- _Görev 1_
Kâinattaki hikmetle ilgili metne göre şu soruları yanıtlayın:
(a) Materyalistlerin inkâr ettiği hikmete ne ad verilir?
(b) "Alemlerin Rabb'i Allah dilemedikçe siz bir şey dileyemezsiniz" sözü hangi kaynağa dayandırılır?
(c) Varlıkların hikmetle yaratılmasını Cenâb-ı Hakk'ın hangi ismi gerektirir?
- _Görev 2_
Kâinattaki hikmetle ilgili metinden "Büyük bir insan" sözleriyle başlayan, "bunu iktiza etmektedir." sözlerinden sonra biten kısmı yeniden yazın. Bu kısımda "sinek kanadı" ifadesinin adını "karınca ayağı" olarak değiştirin.
- _Görev 3_
Kâinattaki hikmeti anlatan metni kaldığı yerden ileriye taşıyın.

╭─ Alıntılanan metin

Kâinatta Görülen Umûmî Hikmet
Kâinatta her şeyi kuşatan bir hikmet müşahede ediyoruz. her şeyde bir fayda, maslahat ve gaye gözetilmiştir. Materyalistler, ille-i gaiye denilen hikmeti inkâr ederek Cenâb-ı Hakk'ın icraatının makul olmadığını söylerler. Halbuki O, şundan dolayı şunu yapmak mecburiyetinden müstağnidir.
'O'na, bir kimse cebriyle bir iş işletemez asla.
Ne kim kendi murad eder, vücuda gelir billah.
Yani, meşieti neye taalluk ederse o olur.'
'Alemlerin Rabb'i Allah dilemedikçe siz bir şey dileyemezsiniz' (İnsan/30). Ve insan O'nun dilediğinden başkasını da dileyemez. Zira O, mutlak hâkimdir. Fakat yarattığı her şeyde bir de hikmet gözetmiştir.
İnsan bir an için nazar etse, kendisindeki birtakım hikmet ve maslahat mânâlarının tebessümkâr vaziyetinin hemen ortaya çıktığını görecektir. Onu bir bütün halinde taazzuv ettiren unsurlar teker teker ele alındığında, görülecektir ki, ona yerleşen bir atom dahi lüzumsuz ve abes değildir.
Büyük bir insan olan kâinat da, böyle hikmetlerle donatılmıştır. Öyle ki bütün bu mevcudatta sinek kanadı kadar dahi bir mânâsızlık bulunamaz. Bize faydasız gibi görünen, kıpırdamadan duran bir ağaç yaprağında bile bilemediğimiz nice faydalar gizlidir. Gerçi bunları böyle yaratmaya Cenâb-ı Hakk mecbur değildir, fakat O'nun Hakîm ismi bunu iktiza etmektedir.
Evet makro âlemden normo âleme, oradan da mikro âleme kadar bütün bir âlemi kuşatan hikmet ve maslahat müşahede edilmektedir. Bütün bu âlemler içinde en mükerrem varlık, en seçkin yaratık olma liyakatına sahip insan; bu dünyada sadece maddî ve cesede ait yönüyle binlerce hikmetle serfiraz olmuşken yalnız üç-beş günlük dünya için gelmiş ve bir daha dirilmemek üzere ölüme mahkum bir zavallı olamaz.

╰─
╭─ Kaynak alıntısı

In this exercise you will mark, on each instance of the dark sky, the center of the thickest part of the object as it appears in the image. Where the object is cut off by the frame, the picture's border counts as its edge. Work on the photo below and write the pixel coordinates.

╰─

- _Yanıt 1_
(a) İlle-i gaiye
(b) İnsan/30
(c) Hakîm

- _Yanıt 2_
Büyük bir insan olan kâinat da, böyle hikmetlerle donatılmıştır. Öyle ki bütün bu mevcudatta karınca ayağı kadar dahi bir mânâsızlık bulunamaz. Bize faydasız gibi görünen, kıpırdamadan duran bir ağaç yaprağında bile bilemediğimiz nice faydalar gizlidir. Gerçi bunları böyle yaratmaya Cenâb-ı Hakk mecbur değildir, fakat O'nun Hakîm ismi bunu iktiza etmektedir.

- _Yanıt 3_
Maddî yönüyle dahi bu dünya onu tatmin edip cevap veremezken, hayal ve bekâ arzusu gibi kâinatı kuşatacak istidât ve kâbiliyetlerine cevap vermesi düşünülemez. İnsanda hiçbir duygunun boş ve abes yaratılmadığını başta kabul ettiğimize göre, bu bekâ, ebedî yaşama duygu ve arzularının bu dünyada karşılığını göremeyen insan elbette, kendisine bir hikmete mebni olarak verilen bu duygularının karşılığını başka bir âlemde görecektir.
'Bizim sizi boş yere, bir oyun ve eğlence olarak yarattığımızı ve sizin bize döndürülüp getirilmeyeceğinizi mi sandınız?
Hak pâdişah olan Allah, pek yücedir. O'ndan başka tanrı yoktur. O, (bütün kâinatı kuşatan, kâinatın hayat kaynağı olan) kerim Arş'ın sahibidir.' (Mü'minun/115,116)
Siz abes mi yaratıldığınızı zannediyorsunuz? Allah'a döndürülmeyeceğinizi mi düşünüyorsunuz? Müteâl ve mübârek olan Allah böyle bir fiilden çok münezzeh ve mukaddestir. Sizi buraya getirip serfiraz eden, maddî cesedinizin bütün arzularını veren, kâinatta cereyan eden hâdiselere göre en küçük varlığın en küçük arzusunu yerine getiren Allah (cc) elbette sizin en büyük arzunuz olan 'bekâ' arzusunu yerine getirecek ve sizin için ebedî bir âlem açacaktır.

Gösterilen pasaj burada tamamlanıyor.